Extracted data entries

════════════════

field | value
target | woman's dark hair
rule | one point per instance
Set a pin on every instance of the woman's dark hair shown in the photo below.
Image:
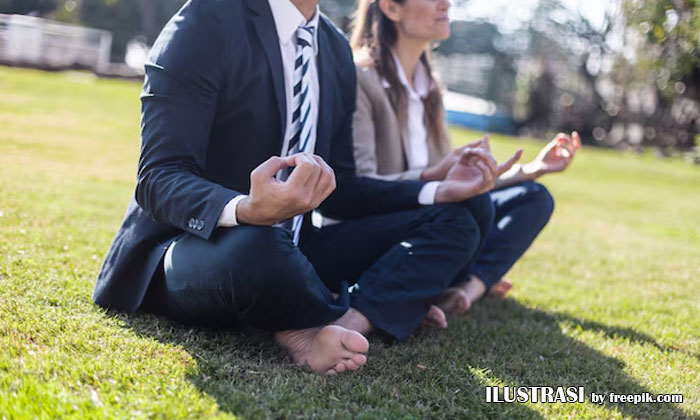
(373, 36)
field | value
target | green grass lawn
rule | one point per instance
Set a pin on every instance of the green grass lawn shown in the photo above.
(607, 298)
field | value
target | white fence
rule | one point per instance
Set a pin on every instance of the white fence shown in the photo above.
(32, 41)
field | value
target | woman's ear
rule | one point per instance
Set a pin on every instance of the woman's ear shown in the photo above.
(391, 9)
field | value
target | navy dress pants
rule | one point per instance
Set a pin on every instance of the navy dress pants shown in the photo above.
(521, 212)
(252, 275)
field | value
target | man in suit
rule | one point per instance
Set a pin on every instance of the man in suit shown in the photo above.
(244, 103)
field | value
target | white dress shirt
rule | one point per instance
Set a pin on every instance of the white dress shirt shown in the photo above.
(415, 134)
(287, 20)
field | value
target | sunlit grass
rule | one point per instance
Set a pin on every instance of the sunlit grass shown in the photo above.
(607, 298)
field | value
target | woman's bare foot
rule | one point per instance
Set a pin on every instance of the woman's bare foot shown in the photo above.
(455, 300)
(500, 289)
(435, 318)
(459, 299)
(329, 350)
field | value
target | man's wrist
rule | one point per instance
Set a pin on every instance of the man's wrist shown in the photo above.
(229, 217)
(428, 193)
(530, 171)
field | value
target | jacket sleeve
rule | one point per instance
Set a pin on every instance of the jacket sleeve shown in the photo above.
(184, 76)
(357, 196)
(365, 143)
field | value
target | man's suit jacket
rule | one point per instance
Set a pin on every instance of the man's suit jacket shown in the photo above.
(213, 109)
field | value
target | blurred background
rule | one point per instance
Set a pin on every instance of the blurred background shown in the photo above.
(624, 73)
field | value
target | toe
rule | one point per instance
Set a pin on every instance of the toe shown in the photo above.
(350, 364)
(354, 342)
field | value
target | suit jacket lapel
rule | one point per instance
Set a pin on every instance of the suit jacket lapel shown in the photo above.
(325, 106)
(267, 32)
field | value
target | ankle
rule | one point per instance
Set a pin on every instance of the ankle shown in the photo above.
(354, 320)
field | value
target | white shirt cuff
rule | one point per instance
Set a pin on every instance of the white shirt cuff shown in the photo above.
(426, 196)
(228, 215)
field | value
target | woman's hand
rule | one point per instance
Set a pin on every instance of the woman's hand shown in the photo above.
(439, 171)
(474, 173)
(554, 157)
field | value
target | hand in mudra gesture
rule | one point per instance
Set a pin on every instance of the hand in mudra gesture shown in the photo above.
(474, 173)
(271, 201)
(556, 156)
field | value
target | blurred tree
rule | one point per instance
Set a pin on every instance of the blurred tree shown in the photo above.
(128, 19)
(25, 7)
(664, 34)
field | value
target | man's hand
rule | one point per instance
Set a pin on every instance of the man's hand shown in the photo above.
(271, 201)
(475, 173)
(554, 157)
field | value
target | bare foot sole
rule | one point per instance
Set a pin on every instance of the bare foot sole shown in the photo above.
(455, 300)
(328, 350)
(435, 318)
(500, 289)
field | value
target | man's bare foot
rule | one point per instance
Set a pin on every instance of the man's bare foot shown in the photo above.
(435, 318)
(500, 289)
(328, 350)
(459, 299)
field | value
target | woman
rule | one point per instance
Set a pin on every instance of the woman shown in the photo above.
(400, 133)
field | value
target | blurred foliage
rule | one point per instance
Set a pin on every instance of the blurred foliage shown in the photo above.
(631, 81)
(668, 42)
(23, 7)
(125, 19)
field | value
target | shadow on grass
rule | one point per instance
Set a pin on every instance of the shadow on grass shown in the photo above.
(435, 374)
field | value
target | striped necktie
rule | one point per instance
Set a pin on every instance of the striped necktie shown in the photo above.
(301, 104)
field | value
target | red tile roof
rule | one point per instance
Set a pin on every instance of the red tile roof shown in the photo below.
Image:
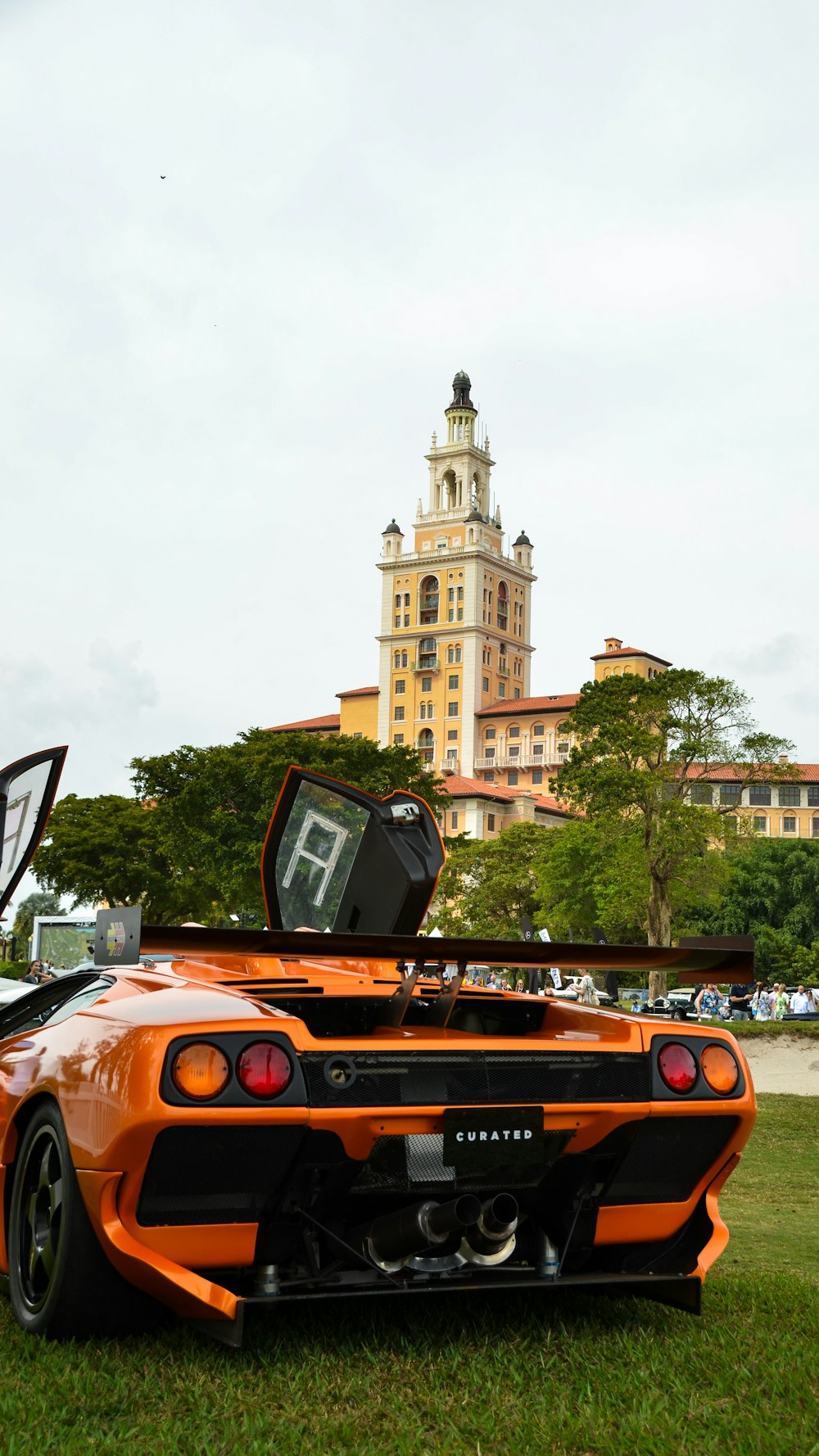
(630, 651)
(328, 722)
(459, 788)
(555, 702)
(729, 772)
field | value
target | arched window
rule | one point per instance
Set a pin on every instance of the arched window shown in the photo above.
(428, 744)
(501, 610)
(429, 602)
(428, 654)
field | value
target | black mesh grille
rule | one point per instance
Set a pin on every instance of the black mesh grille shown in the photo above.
(215, 1173)
(465, 1078)
(414, 1164)
(667, 1158)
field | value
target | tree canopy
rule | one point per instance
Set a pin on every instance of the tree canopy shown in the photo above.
(188, 845)
(640, 744)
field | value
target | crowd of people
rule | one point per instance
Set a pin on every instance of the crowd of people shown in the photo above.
(759, 1002)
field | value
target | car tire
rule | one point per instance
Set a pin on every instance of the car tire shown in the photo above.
(60, 1282)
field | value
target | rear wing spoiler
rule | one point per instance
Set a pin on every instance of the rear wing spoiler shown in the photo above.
(123, 939)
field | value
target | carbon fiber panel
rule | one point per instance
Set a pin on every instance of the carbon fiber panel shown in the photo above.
(474, 1078)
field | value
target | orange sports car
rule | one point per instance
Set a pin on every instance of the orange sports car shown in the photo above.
(215, 1120)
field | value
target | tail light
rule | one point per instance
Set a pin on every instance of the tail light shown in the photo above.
(720, 1069)
(678, 1066)
(264, 1069)
(200, 1070)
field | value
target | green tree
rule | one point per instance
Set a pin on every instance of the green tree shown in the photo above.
(641, 743)
(38, 903)
(110, 851)
(771, 893)
(188, 845)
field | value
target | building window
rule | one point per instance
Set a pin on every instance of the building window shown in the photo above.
(429, 600)
(701, 794)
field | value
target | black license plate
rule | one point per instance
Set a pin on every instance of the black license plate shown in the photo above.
(491, 1136)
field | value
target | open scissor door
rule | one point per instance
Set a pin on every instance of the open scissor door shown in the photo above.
(26, 794)
(340, 859)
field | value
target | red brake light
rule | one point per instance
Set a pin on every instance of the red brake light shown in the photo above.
(678, 1068)
(264, 1069)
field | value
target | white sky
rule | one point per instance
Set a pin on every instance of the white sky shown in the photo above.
(218, 387)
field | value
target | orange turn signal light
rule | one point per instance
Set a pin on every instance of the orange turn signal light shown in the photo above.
(200, 1070)
(720, 1069)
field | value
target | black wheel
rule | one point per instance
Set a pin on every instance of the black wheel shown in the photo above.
(60, 1282)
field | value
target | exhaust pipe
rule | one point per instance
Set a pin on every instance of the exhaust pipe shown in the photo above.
(491, 1238)
(396, 1237)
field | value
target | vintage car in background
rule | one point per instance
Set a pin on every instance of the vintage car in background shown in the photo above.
(317, 1111)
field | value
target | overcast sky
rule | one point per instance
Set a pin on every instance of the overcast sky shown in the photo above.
(218, 387)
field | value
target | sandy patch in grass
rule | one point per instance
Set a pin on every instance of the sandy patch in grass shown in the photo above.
(783, 1065)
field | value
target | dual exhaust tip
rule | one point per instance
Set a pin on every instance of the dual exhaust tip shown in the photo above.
(487, 1231)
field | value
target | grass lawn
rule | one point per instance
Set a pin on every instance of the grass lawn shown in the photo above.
(538, 1373)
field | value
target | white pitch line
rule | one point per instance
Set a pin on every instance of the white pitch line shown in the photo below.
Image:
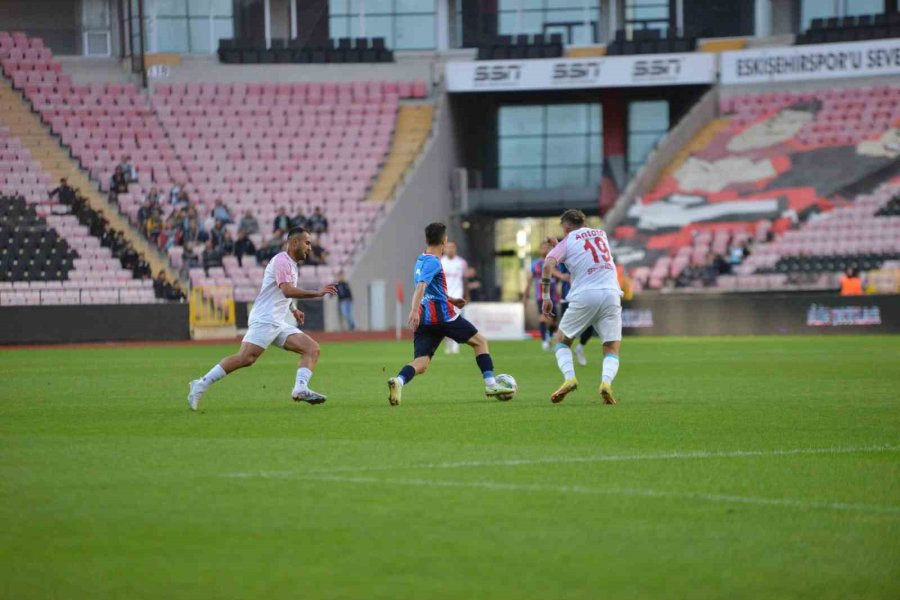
(577, 489)
(580, 459)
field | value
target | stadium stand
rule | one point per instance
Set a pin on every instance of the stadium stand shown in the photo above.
(341, 50)
(761, 184)
(261, 146)
(650, 41)
(851, 29)
(517, 47)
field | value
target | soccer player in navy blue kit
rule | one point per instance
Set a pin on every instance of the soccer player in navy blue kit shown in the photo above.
(434, 316)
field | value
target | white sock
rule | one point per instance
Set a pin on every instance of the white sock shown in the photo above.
(610, 367)
(564, 361)
(215, 374)
(303, 377)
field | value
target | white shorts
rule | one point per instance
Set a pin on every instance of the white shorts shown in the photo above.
(264, 334)
(601, 309)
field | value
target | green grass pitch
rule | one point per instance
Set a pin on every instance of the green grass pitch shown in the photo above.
(731, 468)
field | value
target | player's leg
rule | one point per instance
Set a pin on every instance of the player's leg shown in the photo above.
(467, 333)
(609, 328)
(577, 318)
(308, 349)
(425, 342)
(245, 357)
(543, 327)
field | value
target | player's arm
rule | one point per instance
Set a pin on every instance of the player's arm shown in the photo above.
(546, 282)
(528, 285)
(560, 275)
(291, 291)
(465, 277)
(418, 294)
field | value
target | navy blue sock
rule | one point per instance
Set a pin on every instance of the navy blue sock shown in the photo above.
(406, 373)
(486, 364)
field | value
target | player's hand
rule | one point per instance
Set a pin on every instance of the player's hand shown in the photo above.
(458, 302)
(547, 309)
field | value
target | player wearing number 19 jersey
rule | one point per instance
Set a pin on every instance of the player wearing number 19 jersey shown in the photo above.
(594, 300)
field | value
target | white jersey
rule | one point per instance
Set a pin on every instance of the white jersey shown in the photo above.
(271, 305)
(586, 255)
(455, 272)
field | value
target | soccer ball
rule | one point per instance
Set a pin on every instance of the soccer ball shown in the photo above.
(511, 382)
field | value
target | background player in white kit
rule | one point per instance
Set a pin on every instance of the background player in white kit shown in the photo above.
(274, 320)
(594, 300)
(455, 268)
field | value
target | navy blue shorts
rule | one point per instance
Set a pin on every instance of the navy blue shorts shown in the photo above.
(427, 338)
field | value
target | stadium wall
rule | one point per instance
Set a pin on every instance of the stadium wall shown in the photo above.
(705, 110)
(426, 196)
(208, 69)
(93, 323)
(761, 314)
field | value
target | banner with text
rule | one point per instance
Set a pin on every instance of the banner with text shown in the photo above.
(581, 73)
(498, 320)
(822, 61)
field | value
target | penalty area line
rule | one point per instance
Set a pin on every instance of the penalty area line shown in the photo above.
(594, 491)
(552, 460)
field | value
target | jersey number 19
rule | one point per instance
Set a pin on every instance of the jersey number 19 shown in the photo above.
(601, 246)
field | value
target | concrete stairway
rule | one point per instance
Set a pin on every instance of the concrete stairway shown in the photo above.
(414, 123)
(16, 113)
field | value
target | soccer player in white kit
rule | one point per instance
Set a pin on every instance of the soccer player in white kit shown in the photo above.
(594, 300)
(274, 319)
(455, 268)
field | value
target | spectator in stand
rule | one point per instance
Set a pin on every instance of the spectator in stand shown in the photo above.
(183, 200)
(318, 254)
(317, 222)
(217, 234)
(171, 234)
(243, 246)
(345, 302)
(851, 283)
(211, 257)
(141, 268)
(118, 184)
(248, 224)
(300, 220)
(175, 192)
(108, 237)
(174, 293)
(153, 197)
(474, 285)
(129, 257)
(153, 227)
(221, 212)
(735, 255)
(282, 221)
(227, 245)
(273, 246)
(161, 286)
(65, 191)
(118, 245)
(128, 169)
(144, 213)
(189, 258)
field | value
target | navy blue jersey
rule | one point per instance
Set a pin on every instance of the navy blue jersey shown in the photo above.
(435, 307)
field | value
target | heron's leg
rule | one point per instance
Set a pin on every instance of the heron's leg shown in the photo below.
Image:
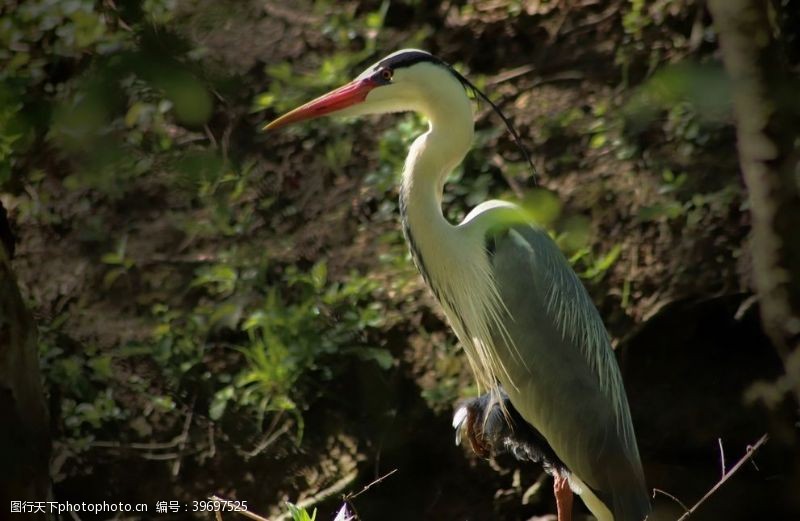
(475, 434)
(563, 497)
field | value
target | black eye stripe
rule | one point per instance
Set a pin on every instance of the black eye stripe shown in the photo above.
(409, 58)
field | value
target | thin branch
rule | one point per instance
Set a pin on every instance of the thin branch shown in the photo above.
(262, 445)
(184, 437)
(367, 487)
(324, 494)
(237, 508)
(667, 494)
(748, 455)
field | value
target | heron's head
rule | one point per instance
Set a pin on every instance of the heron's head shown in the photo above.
(408, 80)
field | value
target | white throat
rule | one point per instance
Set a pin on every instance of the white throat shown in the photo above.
(451, 258)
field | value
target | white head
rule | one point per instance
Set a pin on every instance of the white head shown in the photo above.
(407, 80)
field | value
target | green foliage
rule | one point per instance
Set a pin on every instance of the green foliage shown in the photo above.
(300, 513)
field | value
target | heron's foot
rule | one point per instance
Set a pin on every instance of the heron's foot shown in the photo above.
(564, 497)
(468, 420)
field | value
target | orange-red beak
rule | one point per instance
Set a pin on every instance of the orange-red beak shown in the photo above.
(343, 97)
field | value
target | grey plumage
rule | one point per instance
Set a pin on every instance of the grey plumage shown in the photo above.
(585, 421)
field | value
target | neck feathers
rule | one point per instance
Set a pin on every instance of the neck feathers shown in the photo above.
(452, 259)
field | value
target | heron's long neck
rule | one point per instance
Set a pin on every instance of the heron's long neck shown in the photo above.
(431, 158)
(431, 238)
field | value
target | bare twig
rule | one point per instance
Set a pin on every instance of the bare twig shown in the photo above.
(749, 454)
(267, 441)
(238, 509)
(323, 494)
(348, 497)
(184, 437)
(667, 494)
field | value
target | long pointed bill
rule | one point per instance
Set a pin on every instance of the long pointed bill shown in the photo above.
(341, 98)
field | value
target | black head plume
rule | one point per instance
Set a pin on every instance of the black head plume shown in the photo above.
(413, 56)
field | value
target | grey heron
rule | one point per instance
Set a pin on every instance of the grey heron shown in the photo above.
(518, 309)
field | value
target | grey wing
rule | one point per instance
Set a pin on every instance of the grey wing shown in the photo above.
(562, 374)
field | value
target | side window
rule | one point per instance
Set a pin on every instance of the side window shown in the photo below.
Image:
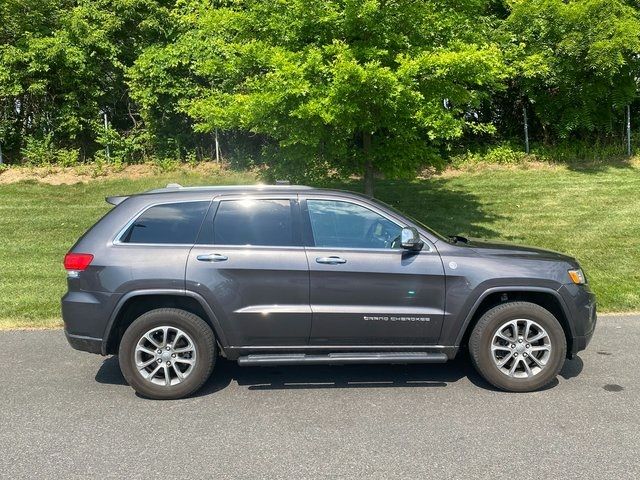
(254, 222)
(344, 224)
(168, 223)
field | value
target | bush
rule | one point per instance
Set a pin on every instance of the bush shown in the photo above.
(501, 154)
(41, 152)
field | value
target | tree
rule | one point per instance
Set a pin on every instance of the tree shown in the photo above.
(339, 86)
(577, 62)
(62, 65)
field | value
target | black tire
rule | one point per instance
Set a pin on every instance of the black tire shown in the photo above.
(203, 340)
(482, 337)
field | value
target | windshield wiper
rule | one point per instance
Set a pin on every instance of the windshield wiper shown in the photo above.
(458, 238)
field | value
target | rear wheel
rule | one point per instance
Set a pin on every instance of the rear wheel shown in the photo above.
(167, 353)
(518, 346)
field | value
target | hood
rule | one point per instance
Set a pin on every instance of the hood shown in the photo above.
(485, 247)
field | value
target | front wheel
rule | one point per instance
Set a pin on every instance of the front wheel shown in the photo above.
(518, 346)
(167, 353)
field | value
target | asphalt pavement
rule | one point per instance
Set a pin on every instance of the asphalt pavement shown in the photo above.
(68, 414)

════════════════

**HOW TO COMPLETE THIS TASK**
Filter the entries above down to the lines that contain "dark".

**TASK RESULT**
target | woman's dark hair
Set a pin on every instance of the woman's dark hair shown in the photo below.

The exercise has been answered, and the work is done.